Transcribe exactly the lines from the one containing "Please tag the gray" through the end of the data, both included. Leave out pictures.

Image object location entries
----
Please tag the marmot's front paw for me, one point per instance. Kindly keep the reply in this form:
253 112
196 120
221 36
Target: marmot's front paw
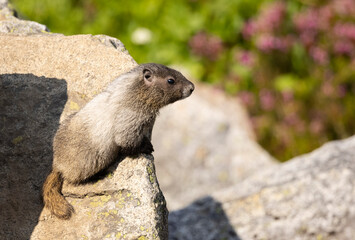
146 146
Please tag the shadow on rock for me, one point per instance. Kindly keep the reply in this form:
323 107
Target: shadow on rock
30 108
203 219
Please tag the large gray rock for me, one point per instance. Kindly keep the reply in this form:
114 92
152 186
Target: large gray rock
44 78
309 197
9 23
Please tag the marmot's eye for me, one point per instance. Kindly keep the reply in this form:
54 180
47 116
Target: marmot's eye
171 81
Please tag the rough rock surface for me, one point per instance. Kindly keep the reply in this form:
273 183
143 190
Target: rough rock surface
125 204
309 197
203 144
9 23
45 77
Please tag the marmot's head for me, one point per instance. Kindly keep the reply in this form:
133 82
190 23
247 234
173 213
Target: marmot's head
162 85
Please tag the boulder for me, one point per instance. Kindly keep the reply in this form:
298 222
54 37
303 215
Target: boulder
308 197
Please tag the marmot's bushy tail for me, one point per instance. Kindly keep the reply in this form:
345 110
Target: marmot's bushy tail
53 198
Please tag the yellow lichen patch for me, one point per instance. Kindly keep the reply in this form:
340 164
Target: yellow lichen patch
105 214
74 106
248 207
88 213
17 140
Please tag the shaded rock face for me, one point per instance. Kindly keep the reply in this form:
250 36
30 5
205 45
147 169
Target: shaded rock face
309 197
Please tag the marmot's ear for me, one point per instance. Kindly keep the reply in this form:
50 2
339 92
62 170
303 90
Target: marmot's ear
147 75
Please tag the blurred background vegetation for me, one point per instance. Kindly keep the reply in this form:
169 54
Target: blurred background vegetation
292 63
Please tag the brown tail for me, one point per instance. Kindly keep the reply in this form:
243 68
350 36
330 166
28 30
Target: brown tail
53 198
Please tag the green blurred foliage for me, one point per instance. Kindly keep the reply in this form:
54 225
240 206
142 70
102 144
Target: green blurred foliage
290 62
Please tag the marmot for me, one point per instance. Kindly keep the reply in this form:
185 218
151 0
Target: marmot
117 122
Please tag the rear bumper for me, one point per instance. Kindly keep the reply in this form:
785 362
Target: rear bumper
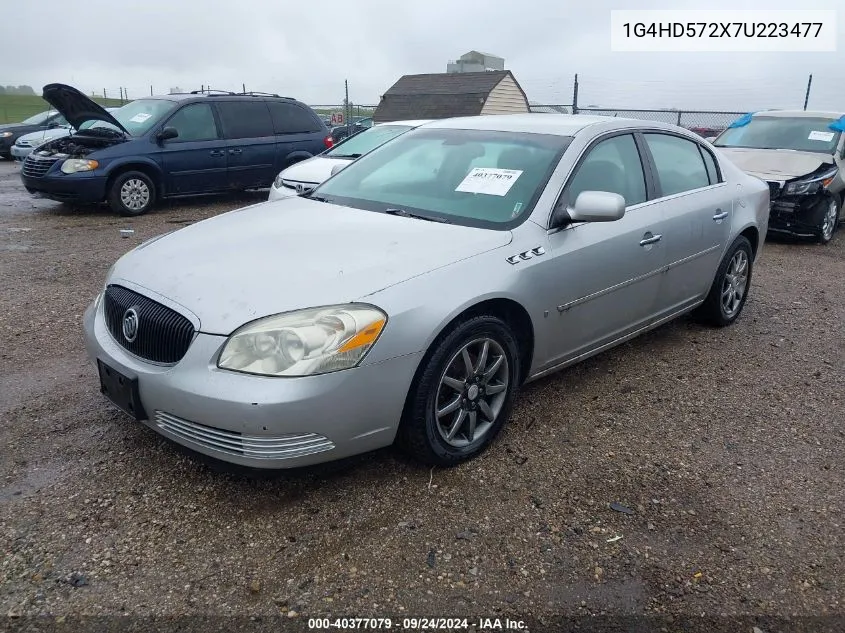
68 187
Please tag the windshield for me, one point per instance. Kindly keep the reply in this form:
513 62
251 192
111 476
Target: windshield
366 141
471 177
141 115
806 134
38 119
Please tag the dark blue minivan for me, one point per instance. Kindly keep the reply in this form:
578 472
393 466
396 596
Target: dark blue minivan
172 145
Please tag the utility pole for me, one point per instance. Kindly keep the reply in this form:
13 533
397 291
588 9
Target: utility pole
807 96
347 111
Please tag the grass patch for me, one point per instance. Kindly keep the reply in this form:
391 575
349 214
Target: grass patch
16 108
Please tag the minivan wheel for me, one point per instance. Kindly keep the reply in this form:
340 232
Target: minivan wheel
132 193
729 291
463 393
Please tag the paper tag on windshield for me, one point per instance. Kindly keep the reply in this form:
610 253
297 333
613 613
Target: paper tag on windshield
489 180
827 137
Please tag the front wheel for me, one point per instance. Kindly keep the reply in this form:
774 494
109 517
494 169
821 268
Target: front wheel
827 219
729 291
463 394
132 193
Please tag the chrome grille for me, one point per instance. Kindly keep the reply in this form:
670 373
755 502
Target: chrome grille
36 166
163 335
252 446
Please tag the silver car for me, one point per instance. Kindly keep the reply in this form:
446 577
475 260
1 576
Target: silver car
410 295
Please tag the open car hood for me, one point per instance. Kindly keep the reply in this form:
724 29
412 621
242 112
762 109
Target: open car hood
76 107
775 164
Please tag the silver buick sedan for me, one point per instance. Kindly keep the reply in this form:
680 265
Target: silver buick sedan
408 297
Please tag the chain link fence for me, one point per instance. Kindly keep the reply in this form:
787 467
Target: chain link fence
705 122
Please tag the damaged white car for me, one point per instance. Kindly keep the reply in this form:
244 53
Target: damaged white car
802 156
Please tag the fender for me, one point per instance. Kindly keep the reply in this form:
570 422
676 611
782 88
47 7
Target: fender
136 161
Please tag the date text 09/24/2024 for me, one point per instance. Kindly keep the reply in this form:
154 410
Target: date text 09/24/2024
417 624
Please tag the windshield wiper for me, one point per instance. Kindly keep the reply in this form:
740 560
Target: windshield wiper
416 216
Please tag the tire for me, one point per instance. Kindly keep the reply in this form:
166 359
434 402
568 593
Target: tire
132 193
826 218
719 308
442 383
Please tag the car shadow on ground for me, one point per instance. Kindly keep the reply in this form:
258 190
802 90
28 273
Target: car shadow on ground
171 205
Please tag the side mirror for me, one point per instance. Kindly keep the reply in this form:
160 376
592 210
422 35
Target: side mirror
167 133
597 206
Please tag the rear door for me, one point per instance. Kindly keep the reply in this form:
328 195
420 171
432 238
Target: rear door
194 161
697 207
251 142
299 133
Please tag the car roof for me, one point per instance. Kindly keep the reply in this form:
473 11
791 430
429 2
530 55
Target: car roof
183 96
818 114
539 123
411 123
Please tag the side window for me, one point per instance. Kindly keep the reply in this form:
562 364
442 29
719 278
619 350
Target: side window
289 118
245 119
679 164
613 165
194 122
710 166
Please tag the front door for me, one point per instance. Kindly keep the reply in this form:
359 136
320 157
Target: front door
195 161
604 276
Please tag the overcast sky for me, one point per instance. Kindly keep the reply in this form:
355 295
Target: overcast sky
307 49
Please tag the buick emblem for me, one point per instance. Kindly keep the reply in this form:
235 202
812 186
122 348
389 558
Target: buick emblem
130 325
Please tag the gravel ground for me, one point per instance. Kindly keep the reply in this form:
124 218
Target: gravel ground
726 445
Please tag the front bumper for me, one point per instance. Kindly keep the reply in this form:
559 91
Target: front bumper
794 215
82 188
256 421
21 152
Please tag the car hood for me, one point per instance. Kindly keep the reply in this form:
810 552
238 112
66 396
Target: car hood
292 254
76 107
44 135
775 164
313 170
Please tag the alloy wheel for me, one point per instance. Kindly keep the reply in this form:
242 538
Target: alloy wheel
135 194
829 220
735 284
472 392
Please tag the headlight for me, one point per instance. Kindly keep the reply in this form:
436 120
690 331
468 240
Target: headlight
304 343
73 165
811 185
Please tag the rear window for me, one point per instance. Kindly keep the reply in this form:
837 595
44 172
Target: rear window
245 119
290 118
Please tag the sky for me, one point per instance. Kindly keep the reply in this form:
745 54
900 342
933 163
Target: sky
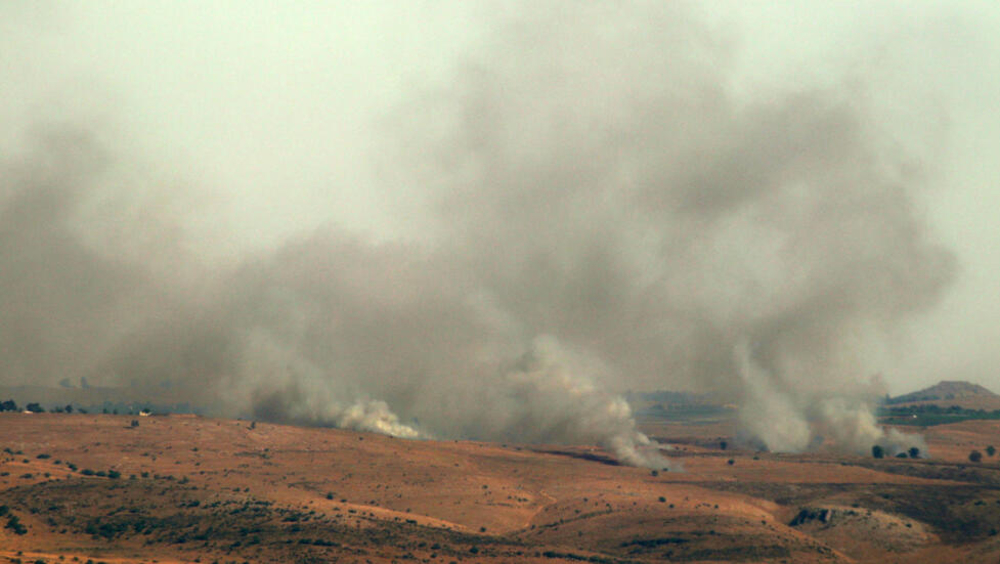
250 123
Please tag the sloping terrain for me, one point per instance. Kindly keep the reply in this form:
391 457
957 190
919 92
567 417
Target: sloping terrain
948 393
184 488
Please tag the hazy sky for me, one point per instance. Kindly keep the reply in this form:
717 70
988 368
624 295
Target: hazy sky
279 115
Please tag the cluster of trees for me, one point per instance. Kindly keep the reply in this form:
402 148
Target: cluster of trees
879 452
976 456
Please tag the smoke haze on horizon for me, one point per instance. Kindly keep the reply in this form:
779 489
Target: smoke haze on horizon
586 202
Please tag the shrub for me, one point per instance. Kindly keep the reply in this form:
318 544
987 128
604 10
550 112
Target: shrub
14 524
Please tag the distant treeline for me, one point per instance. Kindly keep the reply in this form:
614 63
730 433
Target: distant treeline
929 414
107 407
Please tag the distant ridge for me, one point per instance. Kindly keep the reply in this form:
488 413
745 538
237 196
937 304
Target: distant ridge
952 392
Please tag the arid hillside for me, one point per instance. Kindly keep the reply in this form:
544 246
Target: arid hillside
188 489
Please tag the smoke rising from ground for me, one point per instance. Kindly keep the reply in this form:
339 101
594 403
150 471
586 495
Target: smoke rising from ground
595 209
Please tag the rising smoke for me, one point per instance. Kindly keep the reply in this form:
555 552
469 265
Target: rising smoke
597 210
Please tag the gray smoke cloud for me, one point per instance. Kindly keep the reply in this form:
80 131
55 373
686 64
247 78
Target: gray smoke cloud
596 210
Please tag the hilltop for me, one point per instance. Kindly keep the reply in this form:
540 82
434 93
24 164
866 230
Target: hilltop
951 392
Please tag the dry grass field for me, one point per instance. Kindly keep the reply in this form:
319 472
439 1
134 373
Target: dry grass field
78 488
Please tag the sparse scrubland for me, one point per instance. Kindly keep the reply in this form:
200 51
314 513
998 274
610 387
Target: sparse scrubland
185 488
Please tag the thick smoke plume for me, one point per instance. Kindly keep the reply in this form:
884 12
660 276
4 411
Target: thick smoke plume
596 211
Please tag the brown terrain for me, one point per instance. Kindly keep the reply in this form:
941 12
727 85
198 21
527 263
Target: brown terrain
948 393
79 487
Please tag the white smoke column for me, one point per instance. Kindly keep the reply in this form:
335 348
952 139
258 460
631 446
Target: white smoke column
768 414
554 397
790 419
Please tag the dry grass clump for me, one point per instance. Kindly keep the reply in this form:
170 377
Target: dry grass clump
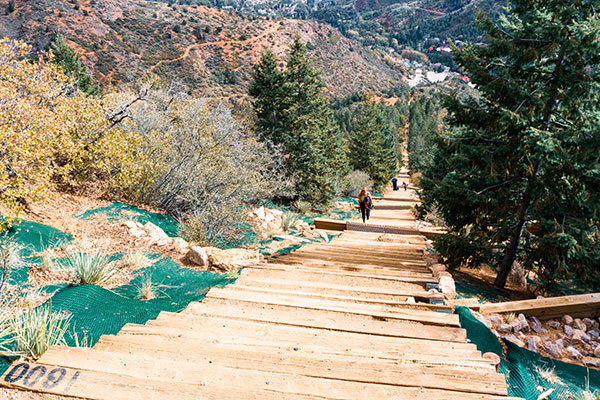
288 220
30 334
85 268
----
**Answer below**
Please tag the gray smoke cloud for me, one point per instance. Kindly keep the reply in this form:
80 131
55 373
686 64
247 78
Target: gray smoke cloud
596 210
Please tag the hilltop for me, one point per instance. Kindly keep the reply in this form:
540 82
434 93
24 164
866 230
Target: hilltop
951 392
Please tag the dry grass field for me, one point per instance. Kindly keep the reply in this form:
319 472
439 1
134 373
Target: dry grass field
78 488
Please tag the sparse scrubland for me, one point per instance. Kindly keep the reply in this form:
200 51
314 513
998 274
610 387
Target: sparse scrubland
185 488
Please tag the thick smoke plume for me, one point per instance. Kindly keep the reply in this form:
884 12
660 276
4 411
Target: thick smoke plume
596 211
Please tag the brown terrain for me, one point per instance. Kindly keep the reply in this form:
941 12
727 85
198 21
527 263
Target: brown terrain
948 393
79 487
Please tag the white smoke column for me, one point per instance. Kindly keep the reply in this form:
335 348
952 139
258 460
631 446
Target: white smoke column
768 414
554 397
790 419
Please tag the dry grass clump for me, one point per instance. Kindly keep the reply in this form:
170 377
Target: dry grass clump
288 220
30 334
85 268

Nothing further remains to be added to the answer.